+++ Provided records +++
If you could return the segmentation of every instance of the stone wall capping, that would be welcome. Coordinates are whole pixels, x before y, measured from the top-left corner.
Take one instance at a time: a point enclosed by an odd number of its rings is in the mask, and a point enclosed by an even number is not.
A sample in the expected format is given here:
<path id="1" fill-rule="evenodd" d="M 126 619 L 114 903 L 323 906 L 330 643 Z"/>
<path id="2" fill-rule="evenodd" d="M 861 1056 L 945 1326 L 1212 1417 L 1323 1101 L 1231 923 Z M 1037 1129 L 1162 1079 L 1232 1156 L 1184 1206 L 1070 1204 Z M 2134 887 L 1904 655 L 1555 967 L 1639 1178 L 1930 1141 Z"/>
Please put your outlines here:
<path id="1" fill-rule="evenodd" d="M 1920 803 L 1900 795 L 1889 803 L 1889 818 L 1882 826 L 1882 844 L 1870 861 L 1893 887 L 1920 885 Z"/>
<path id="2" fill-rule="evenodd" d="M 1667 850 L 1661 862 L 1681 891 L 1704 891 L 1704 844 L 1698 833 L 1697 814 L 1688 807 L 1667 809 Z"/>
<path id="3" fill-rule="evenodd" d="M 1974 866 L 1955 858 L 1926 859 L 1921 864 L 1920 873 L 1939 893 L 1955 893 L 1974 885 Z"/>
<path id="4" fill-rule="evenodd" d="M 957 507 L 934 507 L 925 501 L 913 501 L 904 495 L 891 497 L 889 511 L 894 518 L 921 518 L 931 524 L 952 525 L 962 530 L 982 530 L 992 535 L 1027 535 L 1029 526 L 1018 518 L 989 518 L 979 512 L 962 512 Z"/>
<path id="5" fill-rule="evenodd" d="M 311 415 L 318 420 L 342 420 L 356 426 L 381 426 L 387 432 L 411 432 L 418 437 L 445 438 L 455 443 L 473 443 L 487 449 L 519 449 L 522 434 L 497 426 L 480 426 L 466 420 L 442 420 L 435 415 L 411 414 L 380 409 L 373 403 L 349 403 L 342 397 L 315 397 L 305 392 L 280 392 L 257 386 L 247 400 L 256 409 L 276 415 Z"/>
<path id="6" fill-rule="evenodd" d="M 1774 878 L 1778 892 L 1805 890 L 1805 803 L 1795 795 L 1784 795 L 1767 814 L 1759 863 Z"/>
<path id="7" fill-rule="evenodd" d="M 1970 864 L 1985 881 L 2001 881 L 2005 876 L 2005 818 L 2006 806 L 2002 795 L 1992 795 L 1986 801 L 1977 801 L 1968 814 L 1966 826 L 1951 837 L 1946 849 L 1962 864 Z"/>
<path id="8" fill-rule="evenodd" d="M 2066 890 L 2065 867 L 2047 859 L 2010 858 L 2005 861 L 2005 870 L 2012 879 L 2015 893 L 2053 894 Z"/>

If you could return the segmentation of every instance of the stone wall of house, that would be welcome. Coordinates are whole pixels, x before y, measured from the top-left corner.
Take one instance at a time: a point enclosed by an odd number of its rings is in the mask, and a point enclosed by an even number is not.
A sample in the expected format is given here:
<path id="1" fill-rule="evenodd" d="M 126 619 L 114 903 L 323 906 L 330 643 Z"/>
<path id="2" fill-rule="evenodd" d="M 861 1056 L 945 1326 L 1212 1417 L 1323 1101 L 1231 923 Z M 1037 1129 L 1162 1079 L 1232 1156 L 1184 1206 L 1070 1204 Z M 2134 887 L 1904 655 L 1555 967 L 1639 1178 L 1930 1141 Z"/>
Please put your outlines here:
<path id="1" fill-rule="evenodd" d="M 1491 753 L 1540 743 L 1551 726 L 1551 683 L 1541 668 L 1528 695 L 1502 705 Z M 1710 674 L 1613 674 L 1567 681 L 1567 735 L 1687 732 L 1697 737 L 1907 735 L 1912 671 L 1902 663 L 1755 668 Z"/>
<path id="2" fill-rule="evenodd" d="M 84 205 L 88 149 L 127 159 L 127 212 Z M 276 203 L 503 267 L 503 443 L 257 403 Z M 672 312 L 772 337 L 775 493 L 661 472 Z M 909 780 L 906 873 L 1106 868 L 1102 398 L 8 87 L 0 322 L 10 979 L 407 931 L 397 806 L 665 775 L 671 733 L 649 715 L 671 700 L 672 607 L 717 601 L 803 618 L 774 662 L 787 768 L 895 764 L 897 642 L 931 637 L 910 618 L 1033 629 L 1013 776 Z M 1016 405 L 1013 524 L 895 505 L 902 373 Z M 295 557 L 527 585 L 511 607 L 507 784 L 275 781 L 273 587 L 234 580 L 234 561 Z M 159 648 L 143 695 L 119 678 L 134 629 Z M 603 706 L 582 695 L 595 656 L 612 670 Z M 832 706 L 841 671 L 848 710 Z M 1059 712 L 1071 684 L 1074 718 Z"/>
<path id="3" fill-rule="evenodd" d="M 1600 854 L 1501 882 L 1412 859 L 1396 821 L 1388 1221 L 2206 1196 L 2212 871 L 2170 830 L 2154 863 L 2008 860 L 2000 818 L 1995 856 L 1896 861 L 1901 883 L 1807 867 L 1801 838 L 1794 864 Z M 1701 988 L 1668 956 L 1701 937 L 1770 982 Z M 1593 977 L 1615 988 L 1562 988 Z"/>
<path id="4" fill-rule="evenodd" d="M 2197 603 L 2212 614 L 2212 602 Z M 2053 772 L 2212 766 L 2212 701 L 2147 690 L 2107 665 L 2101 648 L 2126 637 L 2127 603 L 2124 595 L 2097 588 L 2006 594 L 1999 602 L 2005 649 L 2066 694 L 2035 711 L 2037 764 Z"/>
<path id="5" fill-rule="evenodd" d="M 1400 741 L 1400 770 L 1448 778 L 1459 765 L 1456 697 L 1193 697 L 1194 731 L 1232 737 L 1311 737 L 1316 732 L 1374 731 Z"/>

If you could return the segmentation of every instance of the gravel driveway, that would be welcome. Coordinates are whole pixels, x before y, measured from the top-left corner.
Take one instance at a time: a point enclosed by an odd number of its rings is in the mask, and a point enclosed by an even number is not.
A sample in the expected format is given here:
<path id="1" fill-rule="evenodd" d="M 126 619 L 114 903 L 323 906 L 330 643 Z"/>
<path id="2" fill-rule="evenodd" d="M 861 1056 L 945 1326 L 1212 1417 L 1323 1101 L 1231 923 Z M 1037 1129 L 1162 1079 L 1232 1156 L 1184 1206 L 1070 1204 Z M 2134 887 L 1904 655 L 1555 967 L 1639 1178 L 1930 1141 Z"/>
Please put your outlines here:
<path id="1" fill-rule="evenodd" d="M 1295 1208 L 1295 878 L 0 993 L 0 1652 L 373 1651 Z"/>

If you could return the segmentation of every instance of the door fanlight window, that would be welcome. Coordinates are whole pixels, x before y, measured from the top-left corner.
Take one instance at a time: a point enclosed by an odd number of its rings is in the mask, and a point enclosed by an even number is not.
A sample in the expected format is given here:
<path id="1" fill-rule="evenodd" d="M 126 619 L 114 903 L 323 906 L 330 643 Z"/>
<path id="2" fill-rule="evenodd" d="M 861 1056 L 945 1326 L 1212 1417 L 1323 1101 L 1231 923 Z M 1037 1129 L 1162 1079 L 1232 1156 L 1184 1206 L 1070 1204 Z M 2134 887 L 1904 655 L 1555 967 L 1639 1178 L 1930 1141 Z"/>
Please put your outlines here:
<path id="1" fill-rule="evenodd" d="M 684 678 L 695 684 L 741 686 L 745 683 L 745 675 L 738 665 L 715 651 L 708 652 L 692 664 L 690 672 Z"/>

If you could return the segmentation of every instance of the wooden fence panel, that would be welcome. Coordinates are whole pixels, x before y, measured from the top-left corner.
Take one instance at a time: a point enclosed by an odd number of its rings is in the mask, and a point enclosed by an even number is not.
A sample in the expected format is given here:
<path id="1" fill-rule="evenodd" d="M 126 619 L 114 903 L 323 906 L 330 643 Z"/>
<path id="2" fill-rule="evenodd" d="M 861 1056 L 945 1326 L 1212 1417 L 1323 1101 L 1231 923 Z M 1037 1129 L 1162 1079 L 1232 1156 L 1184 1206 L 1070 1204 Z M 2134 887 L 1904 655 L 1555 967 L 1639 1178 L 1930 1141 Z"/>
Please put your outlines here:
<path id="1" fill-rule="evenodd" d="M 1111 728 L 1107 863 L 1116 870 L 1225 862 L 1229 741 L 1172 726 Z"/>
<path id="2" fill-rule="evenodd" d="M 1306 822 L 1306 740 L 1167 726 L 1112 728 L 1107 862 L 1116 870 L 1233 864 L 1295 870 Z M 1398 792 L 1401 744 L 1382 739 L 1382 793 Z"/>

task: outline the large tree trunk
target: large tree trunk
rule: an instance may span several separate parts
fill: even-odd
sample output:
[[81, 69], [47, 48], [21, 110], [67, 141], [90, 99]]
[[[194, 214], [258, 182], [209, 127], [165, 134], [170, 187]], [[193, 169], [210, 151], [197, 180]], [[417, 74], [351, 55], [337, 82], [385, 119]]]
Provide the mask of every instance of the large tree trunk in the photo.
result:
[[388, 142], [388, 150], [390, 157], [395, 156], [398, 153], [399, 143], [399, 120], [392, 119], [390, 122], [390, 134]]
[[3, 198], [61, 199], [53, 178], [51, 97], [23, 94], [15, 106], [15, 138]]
+++
[Try it]: When the word "trunk" shows up in a line of the entries, pull that line out.

[Response]:
task: outline the large tree trunk
target: large tree trunk
Provide the mask of every instance of the large tree trunk in the photo.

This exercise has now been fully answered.